##### Excerpt to read

Whitehorse Ponds: A Special Aquatic Study
A short hike from the junction of the Pacific Crest Trail and Highway 62 can take you to the top of Whitehorse Bluff. It can be reached by a relatively easy crosscountry walk and a short climb. The top of the bluff is at 6,200 feet in elevation and a world apart from surrounding areas below it. Hiking across the bluff will also lead you to encounter the setting of forest ponds. Atop Whitehorse Bluff are sixteen ponds, each with its unique inhabitants. During the summer of 1993, I along with David Hartlesveldt and Robert Truitt, received funding from the Crater Lake Natural History Association to survey Whitehorse Ponds. This survey included the biotic, physical, and chemical nature of these ponds.
Map by Susan Marvin.
A reconnaissance of the park’s forest ponds by Roger Brandt in 1992 (see pp. 12-13 of the 1993 Nature Notes from Crater Lake) served as the precursor to this survey. In visiting the Whitehorse Ponds five times in 1993, our investigation gathered data on the phytoplankton, zooplankton, vascular plants, water chemistry, and other pond inhabitants. Samples were collected with zooplankton nets, Van Dorn water samplers, and special nutrient bottles for chemical analyses. Instruments were deployed to measure in situ temperatures, pH, and conductivity. We also analyzed samples for plankton and chemical concentrations.
The authors made their first visit to the ponds on July 14,1993, when they found the area to be teeming with life. The drone of mosquitoes filled the air, while snow melted directly into the ponds. Even with the wet winter season and all the snow, the ponds were about 30 cm below capacity. This may suggest that water levels had not fully recovered from several prior years of dry weather.
Even so, the ponds were found to support healthy populations of dragon flies, water striders and other aquatic insects, frogs, toads, salamanders, moss and other aquatic plants, as well as many types of plankton.

##########

→ Exercise:
Reproduce verbatim the portion of the Whitehorse Ponds article starting with "The authors made" and going on through "types of plankton.".

##### Data section

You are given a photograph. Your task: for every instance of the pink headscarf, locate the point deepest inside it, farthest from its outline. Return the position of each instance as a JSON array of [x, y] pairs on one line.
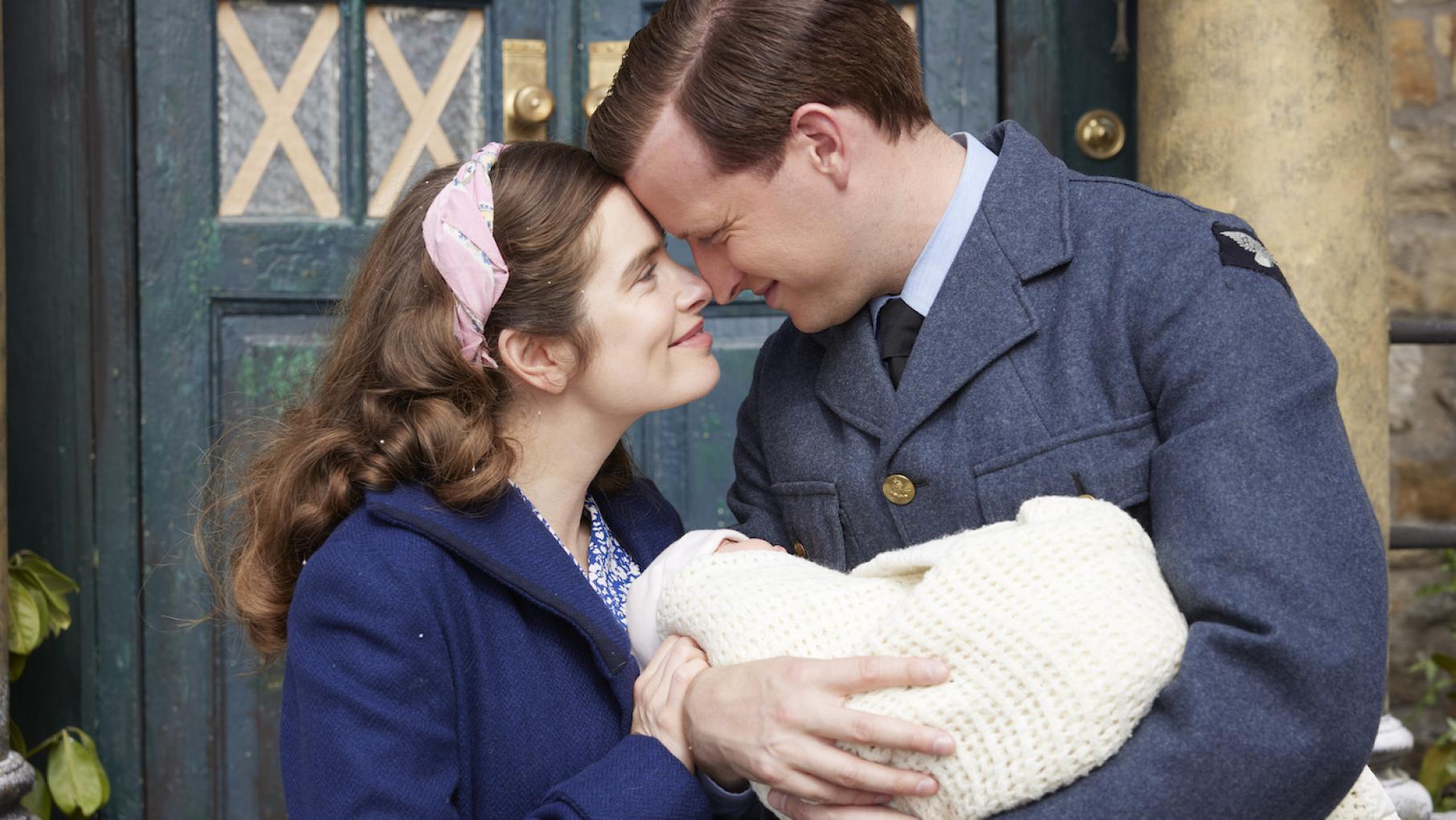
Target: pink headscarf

##########

→ Solution:
The authors made their first visit to the ponds on July 14,1993, when they found the area to be teeming with life. The drone of mosquitoes filled the air, while snow melted directly into the ponds. Even with the wet winter season and all the snow, the ponds were about 30 cm below capacity. This may suggest that water levels had not fully recovered from several prior years of dry weather.
Even so, the ponds were found to support healthy populations of dragon flies, water striders and other aquatic insects, frogs, toads, salamanders, moss and other aquatic plants, as well as many types of plankton.